## TASK GOAL
Rewrite the tanning lotion thread below from "What does the" to "Not sure, though.", replacing "tingle" with "tingling".

## TEXT SECTION
# Tanning Lotion



## Tessigrl (Jul 25, 2005)

Ok, so I know that tan beds are bad, but I am going to start today tanning. Can anyone recommend a good accelerator to use, mostly for my legs because they just don't tan fast enough. I am ligh skinned but tan easily.
thanks


----------



## rouquinne (Jul 25, 2005)

DON'T tan!!!

i really like Neutrogena Build-a-Tan for my pasty white legs!!!


----------



## s_rae22 (Jul 25, 2005)

I am bad and tan in a tanning bed sometimes too and I have tried several lotions, but always end up going back to Swedish Beauty products. I really like the lotions w/ tingle factor in them. If you haven't used a lotion with tingle before, I'd suggest getting a sample packet b/c some people absolutely hate this stuff. I liked Sinful (which is T7, a lower level of tingle) when I first started. I think it has bronzers in it too which is always nice. Ebay is a great place to buy lotions too because salons mark them way up. Hope this helps!


----------



## Eye<3Colour (Jul 25, 2005)

i stopped for awhile, but i did a lindsay lohan and got my hair done blonde, so now i really need to get back to tanning. my fave products are Designer skin, the ones w/tingle and bronzers together. ive tried alot of diff brands and this one works best for me. i think they have one called legs, and its designed for the hard to tan legs.

heres a website to get it way cheeper than the salon  http://thesupplenet.com/tanninglotions.html


----------



## Tessigrl (Jul 26, 2005)

What does the tingle do?


----------



## sassy*girl (Jul 26, 2005)

I _heard_ it supposedly stimulates your blood circulation or something which enables you to tan better? Not sure, though.

Have you tried fake baking first? I just got Jiffy Tan from Benefit and it's pretty good. It's sorta like a stain so it simply washes off with soap and water.

## DATA SUPPLIED
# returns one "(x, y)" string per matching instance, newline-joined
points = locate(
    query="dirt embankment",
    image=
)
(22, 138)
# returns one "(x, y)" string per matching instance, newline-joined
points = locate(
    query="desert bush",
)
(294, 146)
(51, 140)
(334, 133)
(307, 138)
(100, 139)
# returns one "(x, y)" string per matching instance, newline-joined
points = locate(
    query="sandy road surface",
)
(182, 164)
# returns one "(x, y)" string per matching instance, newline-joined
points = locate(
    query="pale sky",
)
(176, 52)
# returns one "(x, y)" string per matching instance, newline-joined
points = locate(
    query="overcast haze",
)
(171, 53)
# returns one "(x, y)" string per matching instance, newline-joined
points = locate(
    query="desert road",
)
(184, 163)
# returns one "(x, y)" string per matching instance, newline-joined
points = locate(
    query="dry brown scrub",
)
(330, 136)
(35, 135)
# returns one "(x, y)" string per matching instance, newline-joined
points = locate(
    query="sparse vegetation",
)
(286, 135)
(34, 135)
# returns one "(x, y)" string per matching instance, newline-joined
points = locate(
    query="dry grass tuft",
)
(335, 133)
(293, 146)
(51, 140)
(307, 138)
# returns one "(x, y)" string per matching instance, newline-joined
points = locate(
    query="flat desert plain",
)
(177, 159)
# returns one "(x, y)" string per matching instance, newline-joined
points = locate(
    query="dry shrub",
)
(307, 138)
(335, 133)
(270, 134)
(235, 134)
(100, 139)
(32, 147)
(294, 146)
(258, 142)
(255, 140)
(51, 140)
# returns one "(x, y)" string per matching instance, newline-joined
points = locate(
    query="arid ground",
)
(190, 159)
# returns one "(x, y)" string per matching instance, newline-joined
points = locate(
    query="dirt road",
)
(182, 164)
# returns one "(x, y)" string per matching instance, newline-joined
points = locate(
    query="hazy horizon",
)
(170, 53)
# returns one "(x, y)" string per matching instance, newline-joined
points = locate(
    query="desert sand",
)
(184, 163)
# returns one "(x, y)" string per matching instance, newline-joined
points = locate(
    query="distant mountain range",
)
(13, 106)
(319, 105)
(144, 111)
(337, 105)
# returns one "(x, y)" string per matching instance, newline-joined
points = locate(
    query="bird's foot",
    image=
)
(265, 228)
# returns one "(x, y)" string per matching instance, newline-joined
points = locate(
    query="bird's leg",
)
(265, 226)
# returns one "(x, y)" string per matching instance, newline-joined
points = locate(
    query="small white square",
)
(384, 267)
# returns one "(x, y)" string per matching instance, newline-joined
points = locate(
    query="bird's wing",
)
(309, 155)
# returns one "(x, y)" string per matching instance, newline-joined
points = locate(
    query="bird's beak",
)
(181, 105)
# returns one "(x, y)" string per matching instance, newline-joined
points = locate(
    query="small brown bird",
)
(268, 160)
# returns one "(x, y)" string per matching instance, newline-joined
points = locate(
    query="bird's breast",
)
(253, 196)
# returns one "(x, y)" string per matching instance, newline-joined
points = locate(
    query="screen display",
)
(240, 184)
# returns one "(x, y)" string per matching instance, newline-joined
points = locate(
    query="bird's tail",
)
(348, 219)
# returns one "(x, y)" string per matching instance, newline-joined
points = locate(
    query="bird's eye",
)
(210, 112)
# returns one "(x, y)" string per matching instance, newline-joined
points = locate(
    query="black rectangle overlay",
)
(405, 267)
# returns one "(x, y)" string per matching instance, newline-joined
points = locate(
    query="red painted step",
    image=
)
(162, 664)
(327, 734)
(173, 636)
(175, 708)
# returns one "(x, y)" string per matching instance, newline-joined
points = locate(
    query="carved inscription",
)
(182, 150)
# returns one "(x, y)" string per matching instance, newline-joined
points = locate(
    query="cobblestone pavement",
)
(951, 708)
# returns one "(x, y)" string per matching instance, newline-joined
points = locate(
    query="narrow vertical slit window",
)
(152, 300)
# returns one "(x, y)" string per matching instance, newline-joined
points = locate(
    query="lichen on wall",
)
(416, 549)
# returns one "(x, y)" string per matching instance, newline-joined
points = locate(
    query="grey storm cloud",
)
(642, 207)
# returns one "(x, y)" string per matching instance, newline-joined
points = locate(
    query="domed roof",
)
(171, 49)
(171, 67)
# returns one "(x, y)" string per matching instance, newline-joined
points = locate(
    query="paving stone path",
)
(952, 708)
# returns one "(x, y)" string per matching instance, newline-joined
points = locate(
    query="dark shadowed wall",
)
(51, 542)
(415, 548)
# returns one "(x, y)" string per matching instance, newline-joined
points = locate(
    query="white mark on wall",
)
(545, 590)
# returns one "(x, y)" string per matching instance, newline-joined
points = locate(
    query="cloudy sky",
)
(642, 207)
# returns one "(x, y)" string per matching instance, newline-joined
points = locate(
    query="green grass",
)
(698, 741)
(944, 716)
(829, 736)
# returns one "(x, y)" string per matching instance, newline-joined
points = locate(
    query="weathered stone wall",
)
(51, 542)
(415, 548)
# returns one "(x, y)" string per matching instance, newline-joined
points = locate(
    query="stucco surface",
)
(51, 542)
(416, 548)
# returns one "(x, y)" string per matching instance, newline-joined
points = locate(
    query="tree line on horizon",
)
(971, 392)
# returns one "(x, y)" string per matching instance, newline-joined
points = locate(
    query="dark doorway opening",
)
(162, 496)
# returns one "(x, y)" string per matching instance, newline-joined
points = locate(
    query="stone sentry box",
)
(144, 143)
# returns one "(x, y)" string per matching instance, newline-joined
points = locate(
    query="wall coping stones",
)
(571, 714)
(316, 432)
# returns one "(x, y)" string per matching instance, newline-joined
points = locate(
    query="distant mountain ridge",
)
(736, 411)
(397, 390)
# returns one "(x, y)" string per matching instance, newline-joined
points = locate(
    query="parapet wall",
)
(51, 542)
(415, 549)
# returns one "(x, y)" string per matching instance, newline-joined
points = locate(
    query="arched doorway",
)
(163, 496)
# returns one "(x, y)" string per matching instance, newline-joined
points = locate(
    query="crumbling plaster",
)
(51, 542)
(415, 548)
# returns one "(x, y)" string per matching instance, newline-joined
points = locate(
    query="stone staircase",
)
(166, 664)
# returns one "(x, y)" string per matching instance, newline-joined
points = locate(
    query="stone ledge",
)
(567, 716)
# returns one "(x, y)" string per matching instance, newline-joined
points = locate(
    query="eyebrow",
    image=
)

## RESPONSE BELOW
What does the tingling do?


----------



## sassy*girl (Jul 26, 2005)

I _heard_ it supposedly stimulates your blood circulation or something which enables you to tan better? Not sure, though.